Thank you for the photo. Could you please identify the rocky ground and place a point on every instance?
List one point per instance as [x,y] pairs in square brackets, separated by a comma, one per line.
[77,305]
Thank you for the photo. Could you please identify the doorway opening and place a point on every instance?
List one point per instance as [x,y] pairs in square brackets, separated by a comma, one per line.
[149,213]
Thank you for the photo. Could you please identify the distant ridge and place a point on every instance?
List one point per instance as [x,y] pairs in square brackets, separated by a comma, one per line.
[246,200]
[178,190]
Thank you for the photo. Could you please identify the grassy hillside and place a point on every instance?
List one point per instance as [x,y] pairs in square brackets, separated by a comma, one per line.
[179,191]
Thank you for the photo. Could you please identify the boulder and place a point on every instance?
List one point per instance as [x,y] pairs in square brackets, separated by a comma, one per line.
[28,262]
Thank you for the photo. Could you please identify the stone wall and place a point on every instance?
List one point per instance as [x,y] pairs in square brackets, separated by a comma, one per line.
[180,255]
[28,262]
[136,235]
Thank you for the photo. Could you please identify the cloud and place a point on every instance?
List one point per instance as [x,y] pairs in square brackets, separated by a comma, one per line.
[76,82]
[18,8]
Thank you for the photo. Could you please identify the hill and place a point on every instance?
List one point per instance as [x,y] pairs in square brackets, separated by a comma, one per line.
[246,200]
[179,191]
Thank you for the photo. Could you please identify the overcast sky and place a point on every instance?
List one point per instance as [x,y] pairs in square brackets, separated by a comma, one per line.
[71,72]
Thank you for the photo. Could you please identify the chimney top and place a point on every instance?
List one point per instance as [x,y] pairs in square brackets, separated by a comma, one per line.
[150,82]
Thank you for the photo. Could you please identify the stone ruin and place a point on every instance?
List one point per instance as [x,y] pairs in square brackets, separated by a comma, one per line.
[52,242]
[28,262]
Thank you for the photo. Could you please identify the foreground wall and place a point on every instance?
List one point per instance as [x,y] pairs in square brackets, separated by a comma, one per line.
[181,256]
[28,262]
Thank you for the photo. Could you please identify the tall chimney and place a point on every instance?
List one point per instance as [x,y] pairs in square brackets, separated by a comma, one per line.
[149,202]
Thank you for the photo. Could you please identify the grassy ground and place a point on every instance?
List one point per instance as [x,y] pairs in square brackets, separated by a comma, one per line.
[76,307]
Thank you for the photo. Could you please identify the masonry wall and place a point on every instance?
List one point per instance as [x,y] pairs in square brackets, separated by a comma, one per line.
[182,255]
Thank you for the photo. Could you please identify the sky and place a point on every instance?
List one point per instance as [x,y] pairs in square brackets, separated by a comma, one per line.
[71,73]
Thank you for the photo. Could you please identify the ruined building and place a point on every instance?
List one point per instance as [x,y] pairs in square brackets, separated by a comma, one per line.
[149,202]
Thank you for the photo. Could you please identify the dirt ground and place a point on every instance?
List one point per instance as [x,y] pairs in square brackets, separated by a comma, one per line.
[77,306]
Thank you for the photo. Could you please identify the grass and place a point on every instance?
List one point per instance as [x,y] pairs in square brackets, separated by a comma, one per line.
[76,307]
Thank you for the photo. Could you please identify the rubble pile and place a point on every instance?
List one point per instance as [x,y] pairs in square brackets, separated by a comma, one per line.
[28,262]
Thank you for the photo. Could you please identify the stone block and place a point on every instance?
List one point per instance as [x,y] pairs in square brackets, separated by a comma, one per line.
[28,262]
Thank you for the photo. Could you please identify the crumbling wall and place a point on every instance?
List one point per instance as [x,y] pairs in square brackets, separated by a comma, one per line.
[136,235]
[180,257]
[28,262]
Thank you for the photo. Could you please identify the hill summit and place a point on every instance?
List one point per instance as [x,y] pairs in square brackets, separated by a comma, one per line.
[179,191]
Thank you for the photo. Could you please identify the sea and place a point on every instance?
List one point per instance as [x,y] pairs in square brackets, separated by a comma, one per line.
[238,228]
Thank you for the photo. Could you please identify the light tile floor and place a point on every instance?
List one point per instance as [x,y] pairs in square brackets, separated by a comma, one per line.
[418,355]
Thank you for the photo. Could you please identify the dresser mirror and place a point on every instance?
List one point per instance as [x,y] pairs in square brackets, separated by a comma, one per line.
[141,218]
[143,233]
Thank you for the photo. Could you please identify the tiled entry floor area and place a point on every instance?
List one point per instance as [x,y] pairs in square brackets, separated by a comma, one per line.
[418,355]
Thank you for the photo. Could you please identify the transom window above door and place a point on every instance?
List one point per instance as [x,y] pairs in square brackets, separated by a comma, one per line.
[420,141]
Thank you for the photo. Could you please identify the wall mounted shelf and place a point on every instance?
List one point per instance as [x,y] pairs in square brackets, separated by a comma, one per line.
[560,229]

══════

▸ **Directions**: Your output should start at the line containing "Thank you for the photo. Could you please identify the transom" and stop at the last line of the material, copied exactly, with nothing else.

▸ **Exercise response**:
Thank you for the photo. Could you please identify the transom window above door and place a point on every instance?
List one point per instance as [x,y] pairs in square brackets, separated by a comma, one per line.
[420,141]
Thank you for the photo. Could you please identify the wall mounted shelf and place a point on every instance?
List one point per instance as [x,y] pairs in square brackets, separated by a comma, one per line.
[560,229]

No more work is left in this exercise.